◆ Exercise set
a) Name every labeled field in the ARL PET project page that comes before "Project Description".
b) According to the ARL PET project page, up to how many processors did the ported CMS code show almost linear speedup?

-- START Provided text --

ARL PET Project

ARL-CY4-FMS--3

Institution Name: Syracuse University

Project Identifier: ARL-CY4-FMS--3

Project Title: SPEEDES + HLA Based Scalable Parallel CMS Federate

POC: Bernholdt, David E

Email: bernhold@npac.syr.edu

Phone: 315 443 3857

Fax: 315 443 1973

CTA: FMS

Project Description: In Year 3, we ported CMS code to the Origin2000 platforms at CEWES and
ARL. We achieved almost linear speedup i.e. perfect scalability up to
and including 4 processors, but the performance deteriorates for 8 of
more processors. We identified the reason as related to rather complex
object-oriented data structures (including dynamic linked lists of
irregular objects), present in the inner loop of the C++ CMS code that
runs over all mines and vehicle PDUs, tracking for possible hits and
explosions. Our parallelization technique was based on Origin2000 C++
parallel pragmas, i.e. compiler directives that allow to decompose
loop indices over processors. However, due to the NUMA architecture
of Origin2000 and large memory utilization of the CMS inner loop, we
also need to perform the domain decomposition of the associated
objects over processors to enforce the memory locality. Such data
decomposition pragmas are also available but we discovered that the
proper synchronization of the loop and memory decomposition directives
turned out to be non-optimal for the CMS inner loop. In Year 4, we
propose to enter more deeply into the CMS inner loop and rearrange it
in terms of simpler, more regular arrays rather then complex dynamic
objects, so that one can control better data decomposition and memory
locality. In another ongoing PET FMS project ?CHSSI Training
Materials? we are building training materials for the SPEEDES
simulation kernel which is known to offer good scalability for a range
of simulation problems on Origin2000. We therefore propose to explore
in Year 4 the use of SPEEDES as the underlying framework for Scalable
Parallel CMS. We are also participating in CHSSI FMS-5 which develops
SPEEDES based HPC RTI. Using this new SPEEDES capability we will be
able to package our Parallel CMS module as HPC HLA Federate and to
include it in the WebHLA based federation where it will cooperate with
other federates listed in the Year 4 Proposal for the ?FMS PET Core
Support?.

-- END Provided text --
-- START Record set --

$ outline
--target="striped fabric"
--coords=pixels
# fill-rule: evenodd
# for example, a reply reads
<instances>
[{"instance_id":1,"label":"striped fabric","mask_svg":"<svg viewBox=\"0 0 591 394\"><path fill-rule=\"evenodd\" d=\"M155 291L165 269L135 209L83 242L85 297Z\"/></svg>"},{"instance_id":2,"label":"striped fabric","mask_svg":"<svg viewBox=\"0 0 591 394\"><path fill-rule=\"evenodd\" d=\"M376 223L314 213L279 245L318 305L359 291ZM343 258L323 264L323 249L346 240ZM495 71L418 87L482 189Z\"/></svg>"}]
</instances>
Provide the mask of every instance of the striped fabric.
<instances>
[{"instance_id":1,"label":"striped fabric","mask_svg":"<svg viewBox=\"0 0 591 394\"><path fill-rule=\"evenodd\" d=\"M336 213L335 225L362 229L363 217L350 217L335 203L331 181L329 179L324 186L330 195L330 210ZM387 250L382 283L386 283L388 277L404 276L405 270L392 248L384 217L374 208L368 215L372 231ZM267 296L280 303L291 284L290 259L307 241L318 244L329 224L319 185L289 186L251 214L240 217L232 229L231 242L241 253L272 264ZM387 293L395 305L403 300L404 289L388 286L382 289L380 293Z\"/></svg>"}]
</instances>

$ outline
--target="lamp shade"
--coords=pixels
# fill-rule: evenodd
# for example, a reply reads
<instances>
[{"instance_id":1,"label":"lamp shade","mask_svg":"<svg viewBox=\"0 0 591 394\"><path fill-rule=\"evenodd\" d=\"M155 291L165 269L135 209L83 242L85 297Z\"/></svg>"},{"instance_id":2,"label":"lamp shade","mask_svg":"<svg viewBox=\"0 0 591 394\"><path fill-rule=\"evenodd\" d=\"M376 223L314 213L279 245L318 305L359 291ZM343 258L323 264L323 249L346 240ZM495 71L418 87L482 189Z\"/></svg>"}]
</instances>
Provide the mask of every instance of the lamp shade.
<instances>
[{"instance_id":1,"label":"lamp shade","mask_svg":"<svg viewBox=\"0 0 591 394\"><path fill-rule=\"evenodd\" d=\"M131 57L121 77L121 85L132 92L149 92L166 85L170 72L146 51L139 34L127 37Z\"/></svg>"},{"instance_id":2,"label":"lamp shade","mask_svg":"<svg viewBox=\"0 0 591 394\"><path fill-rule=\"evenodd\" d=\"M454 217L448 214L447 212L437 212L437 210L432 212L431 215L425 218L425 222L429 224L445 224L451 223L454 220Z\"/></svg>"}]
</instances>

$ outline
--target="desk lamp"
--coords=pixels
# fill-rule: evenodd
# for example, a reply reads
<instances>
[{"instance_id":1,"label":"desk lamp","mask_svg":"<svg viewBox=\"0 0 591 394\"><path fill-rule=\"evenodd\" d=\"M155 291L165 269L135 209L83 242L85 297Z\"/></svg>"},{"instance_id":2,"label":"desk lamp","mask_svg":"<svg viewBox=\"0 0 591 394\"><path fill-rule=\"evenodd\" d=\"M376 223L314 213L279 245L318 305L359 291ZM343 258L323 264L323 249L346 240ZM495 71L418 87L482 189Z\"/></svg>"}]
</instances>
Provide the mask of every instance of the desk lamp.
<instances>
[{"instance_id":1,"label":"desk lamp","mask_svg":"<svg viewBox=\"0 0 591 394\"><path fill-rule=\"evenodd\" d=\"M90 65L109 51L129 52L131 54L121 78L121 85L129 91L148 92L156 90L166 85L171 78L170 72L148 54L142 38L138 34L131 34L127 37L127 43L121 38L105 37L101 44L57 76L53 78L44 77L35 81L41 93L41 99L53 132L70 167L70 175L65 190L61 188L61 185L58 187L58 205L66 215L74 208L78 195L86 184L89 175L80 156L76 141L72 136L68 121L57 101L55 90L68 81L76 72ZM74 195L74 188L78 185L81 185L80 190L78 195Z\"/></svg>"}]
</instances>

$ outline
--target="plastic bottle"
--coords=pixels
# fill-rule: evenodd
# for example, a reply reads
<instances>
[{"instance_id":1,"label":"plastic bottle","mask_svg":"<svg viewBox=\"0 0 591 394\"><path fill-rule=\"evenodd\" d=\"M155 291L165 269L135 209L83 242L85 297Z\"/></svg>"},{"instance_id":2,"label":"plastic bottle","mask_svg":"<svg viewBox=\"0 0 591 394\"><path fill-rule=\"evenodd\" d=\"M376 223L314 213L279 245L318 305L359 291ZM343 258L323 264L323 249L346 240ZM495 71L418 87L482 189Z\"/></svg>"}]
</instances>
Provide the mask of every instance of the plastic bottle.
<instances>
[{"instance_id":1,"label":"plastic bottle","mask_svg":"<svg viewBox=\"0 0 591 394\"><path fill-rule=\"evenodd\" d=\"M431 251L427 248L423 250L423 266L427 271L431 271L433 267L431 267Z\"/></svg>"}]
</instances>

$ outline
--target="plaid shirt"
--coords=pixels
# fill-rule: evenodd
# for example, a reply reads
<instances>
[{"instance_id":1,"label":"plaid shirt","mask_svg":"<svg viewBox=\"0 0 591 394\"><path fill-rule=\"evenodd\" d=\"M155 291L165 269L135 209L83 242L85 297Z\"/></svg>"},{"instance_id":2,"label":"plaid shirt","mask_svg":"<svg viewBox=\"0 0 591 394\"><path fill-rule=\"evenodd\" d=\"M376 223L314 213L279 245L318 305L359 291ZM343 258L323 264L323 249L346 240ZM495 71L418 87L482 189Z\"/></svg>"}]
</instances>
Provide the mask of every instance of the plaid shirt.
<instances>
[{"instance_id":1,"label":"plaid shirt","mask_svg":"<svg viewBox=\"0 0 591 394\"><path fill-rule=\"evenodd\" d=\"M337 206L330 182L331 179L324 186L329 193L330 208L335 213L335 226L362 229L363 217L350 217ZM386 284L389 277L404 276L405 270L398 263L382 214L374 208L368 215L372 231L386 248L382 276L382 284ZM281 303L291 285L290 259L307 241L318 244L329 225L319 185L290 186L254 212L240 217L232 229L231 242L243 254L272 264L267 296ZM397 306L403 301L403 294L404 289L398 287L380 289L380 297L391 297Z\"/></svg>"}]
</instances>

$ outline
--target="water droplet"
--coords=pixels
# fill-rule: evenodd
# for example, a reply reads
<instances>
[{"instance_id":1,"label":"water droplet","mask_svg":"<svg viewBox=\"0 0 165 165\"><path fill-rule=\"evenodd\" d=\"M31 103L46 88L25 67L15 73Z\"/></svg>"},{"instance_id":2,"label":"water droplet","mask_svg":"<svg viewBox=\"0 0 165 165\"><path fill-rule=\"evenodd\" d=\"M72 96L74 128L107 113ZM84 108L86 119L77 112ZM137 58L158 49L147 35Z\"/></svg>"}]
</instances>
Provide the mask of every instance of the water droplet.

-- END Record set --

◆ Worked answers
a) Institution Name, Project Identifier, Project Title, POC, Email, Phone, Fax, CTA

b) Up to and including 4 processors.